- Extracted material
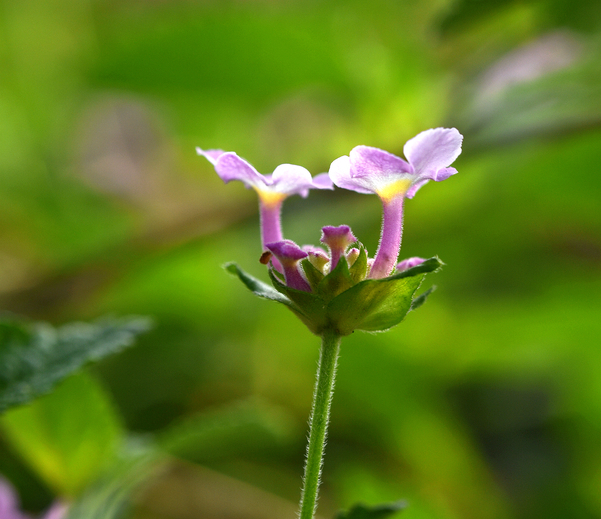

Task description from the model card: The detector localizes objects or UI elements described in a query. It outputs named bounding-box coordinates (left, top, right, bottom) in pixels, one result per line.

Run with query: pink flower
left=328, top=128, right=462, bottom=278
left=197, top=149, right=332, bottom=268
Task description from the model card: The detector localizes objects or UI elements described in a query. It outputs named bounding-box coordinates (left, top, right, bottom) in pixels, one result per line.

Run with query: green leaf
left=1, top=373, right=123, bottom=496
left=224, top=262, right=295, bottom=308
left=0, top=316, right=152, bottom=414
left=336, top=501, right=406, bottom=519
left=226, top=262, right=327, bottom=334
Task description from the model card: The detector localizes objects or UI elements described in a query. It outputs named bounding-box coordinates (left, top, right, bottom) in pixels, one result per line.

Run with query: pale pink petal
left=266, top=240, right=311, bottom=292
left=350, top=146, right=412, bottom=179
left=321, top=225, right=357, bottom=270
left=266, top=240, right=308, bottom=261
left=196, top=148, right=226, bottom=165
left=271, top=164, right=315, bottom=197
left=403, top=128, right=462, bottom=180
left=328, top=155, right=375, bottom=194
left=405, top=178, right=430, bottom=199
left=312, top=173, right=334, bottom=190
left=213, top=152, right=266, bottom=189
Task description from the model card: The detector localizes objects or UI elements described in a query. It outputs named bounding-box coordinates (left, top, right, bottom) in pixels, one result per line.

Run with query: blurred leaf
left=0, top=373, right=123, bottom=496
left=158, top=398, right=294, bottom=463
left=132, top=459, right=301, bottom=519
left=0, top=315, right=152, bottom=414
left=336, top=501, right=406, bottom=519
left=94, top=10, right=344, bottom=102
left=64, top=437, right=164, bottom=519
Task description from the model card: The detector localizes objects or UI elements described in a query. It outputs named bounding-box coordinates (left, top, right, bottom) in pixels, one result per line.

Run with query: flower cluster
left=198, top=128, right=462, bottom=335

--

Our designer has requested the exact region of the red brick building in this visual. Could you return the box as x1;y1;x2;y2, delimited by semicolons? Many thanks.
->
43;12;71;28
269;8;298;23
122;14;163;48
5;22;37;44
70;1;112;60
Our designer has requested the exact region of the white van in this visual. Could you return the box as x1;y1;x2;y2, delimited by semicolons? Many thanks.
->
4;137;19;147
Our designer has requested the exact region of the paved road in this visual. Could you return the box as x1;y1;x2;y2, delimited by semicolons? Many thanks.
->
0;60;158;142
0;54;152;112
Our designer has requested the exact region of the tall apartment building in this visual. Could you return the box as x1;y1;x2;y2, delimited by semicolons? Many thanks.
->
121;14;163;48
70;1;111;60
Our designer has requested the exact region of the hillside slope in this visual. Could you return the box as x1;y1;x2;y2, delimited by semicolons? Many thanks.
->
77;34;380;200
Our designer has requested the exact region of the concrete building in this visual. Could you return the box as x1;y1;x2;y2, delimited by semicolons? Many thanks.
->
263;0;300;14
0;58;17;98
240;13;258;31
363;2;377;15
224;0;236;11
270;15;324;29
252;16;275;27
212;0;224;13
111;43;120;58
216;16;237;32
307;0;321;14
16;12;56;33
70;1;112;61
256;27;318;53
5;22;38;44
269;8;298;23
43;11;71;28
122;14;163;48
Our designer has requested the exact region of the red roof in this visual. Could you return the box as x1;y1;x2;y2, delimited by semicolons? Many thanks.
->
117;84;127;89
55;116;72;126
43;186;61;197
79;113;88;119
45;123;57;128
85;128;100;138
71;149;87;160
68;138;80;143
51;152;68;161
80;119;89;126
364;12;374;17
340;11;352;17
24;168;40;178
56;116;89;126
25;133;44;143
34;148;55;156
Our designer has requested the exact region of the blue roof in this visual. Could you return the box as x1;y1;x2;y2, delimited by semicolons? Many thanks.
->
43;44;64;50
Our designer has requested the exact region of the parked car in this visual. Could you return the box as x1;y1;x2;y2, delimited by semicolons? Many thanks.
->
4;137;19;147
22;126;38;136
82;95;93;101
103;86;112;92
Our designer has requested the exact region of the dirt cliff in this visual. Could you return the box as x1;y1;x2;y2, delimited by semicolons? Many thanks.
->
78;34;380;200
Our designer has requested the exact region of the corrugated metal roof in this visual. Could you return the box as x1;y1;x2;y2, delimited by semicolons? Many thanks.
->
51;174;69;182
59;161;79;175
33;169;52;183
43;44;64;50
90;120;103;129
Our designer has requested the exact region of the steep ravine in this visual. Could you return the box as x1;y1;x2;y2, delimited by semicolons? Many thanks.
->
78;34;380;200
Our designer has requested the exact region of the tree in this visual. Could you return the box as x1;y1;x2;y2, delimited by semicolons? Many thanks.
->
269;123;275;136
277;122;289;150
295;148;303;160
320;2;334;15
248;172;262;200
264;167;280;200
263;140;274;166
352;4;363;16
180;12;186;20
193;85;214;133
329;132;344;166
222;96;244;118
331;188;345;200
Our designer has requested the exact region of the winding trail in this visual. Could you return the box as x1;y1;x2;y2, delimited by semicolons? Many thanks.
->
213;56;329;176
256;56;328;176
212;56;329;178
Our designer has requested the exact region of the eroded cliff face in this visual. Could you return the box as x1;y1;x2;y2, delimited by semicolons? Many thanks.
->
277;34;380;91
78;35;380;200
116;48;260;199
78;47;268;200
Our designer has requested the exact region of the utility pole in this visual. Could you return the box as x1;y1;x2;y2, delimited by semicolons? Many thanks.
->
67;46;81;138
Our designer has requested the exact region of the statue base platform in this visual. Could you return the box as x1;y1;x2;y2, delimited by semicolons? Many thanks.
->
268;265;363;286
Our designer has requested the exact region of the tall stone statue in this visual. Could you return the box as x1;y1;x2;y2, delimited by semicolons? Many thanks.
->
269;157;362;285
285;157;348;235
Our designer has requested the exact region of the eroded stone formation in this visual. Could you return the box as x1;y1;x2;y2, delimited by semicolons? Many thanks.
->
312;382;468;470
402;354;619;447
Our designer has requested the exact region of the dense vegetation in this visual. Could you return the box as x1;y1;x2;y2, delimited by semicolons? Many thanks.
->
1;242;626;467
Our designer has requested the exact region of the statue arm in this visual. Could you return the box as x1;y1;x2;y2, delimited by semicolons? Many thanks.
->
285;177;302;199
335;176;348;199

--

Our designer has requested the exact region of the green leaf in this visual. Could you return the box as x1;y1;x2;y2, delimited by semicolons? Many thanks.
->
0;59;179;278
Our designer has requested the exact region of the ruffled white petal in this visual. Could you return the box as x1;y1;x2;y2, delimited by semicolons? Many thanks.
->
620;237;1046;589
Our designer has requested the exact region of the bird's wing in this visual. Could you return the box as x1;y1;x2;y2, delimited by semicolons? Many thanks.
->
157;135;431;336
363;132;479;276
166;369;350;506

- Task instructions
Only lines that contain "building" are needed, so copy each of them from the data.

- Solution to this problem
Our designer has requested the exact region of the red brick building in this visual. Could you return the box as x1;y1;x2;y2, delimited by semicolons? Many thanks.
Our designer has requested the exact region of the tall apartment building in this visual. Could you return the box as x1;y1;x2;y2, delimited by semicolons? Many thanks.
Our designer has requested the exact region of the concrete building in this visual. Could you return the box as x1;y1;x2;y2, delimited by semicolons? Many thanks.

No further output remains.